:: Supplied data ::

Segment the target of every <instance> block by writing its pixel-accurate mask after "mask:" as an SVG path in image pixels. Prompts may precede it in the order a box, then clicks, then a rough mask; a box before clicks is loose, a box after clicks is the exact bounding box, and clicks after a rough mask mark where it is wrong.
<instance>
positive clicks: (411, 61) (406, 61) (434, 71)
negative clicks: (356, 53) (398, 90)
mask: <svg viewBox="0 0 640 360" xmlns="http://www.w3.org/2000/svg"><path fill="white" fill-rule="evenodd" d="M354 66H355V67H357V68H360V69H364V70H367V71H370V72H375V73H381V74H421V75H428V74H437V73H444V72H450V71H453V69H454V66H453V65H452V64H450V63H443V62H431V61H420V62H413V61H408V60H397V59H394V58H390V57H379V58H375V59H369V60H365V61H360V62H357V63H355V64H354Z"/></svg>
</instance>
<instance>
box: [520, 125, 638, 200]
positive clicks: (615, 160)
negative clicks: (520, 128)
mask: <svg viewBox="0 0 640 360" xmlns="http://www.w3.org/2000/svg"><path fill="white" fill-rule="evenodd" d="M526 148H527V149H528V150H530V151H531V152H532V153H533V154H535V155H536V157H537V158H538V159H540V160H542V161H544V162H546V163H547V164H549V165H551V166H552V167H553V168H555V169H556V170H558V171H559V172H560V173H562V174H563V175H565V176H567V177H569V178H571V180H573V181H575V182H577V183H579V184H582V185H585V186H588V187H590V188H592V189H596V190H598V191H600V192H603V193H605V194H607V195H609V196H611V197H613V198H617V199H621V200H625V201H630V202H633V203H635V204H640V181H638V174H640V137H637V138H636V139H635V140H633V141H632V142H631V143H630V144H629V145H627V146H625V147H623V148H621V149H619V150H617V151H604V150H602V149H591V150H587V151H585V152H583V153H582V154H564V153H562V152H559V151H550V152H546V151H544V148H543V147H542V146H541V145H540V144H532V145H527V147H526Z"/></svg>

:::

▶ [Your goal]:
Set down each record again, exactly as written.

▶ [Output]:
Segment the target of every <instance> block by writing its pixel-accurate mask after "mask:" as an SVG path in image pixels. Prompts may precede it in the order a box, then clicks, then a rough mask; a box before clicks is loose, a box after clicks is the exact bounding box, and clicks after a rough mask mark where it is wrong.
<instance>
positive clicks: (411, 61) (406, 61) (434, 71)
negative clicks: (356, 53) (398, 90)
mask: <svg viewBox="0 0 640 360" xmlns="http://www.w3.org/2000/svg"><path fill="white" fill-rule="evenodd" d="M354 66H355V67H357V68H360V69H364V70H367V71H370V72H375V73H381V74H421V75H428V74H437V73H444V72H450V71H453V69H454V66H453V65H452V64H450V63H443V62H431V61H420V62H413V61H408V60H397V59H394V58H390V57H379V58H375V59H369V60H365V61H360V62H357V63H355V64H354Z"/></svg>
</instance>
<instance>
box: [520, 125, 638, 200]
positive clicks: (615, 160)
negative clicks: (520, 128)
mask: <svg viewBox="0 0 640 360" xmlns="http://www.w3.org/2000/svg"><path fill="white" fill-rule="evenodd" d="M526 148H527V149H528V150H530V151H531V152H532V153H533V154H535V155H536V157H537V158H538V159H540V160H542V161H544V162H546V163H547V164H549V165H551V166H552V167H553V168H555V169H556V170H558V171H559V172H560V173H562V174H563V175H565V176H567V177H569V178H571V180H573V181H575V182H577V183H579V184H582V185H585V186H588V187H590V188H592V189H596V190H598V191H600V192H603V193H605V194H607V195H609V196H611V197H613V198H617V199H621V200H625V201H630V202H633V203H635V204H640V181H638V174H640V137H637V138H636V139H635V140H633V141H632V142H631V143H630V144H629V145H627V146H625V147H623V148H621V149H619V150H617V151H604V150H602V149H591V150H587V151H585V152H583V153H582V154H564V153H562V152H559V151H550V152H546V151H544V148H543V147H542V146H541V145H540V144H532V145H527V147H526Z"/></svg>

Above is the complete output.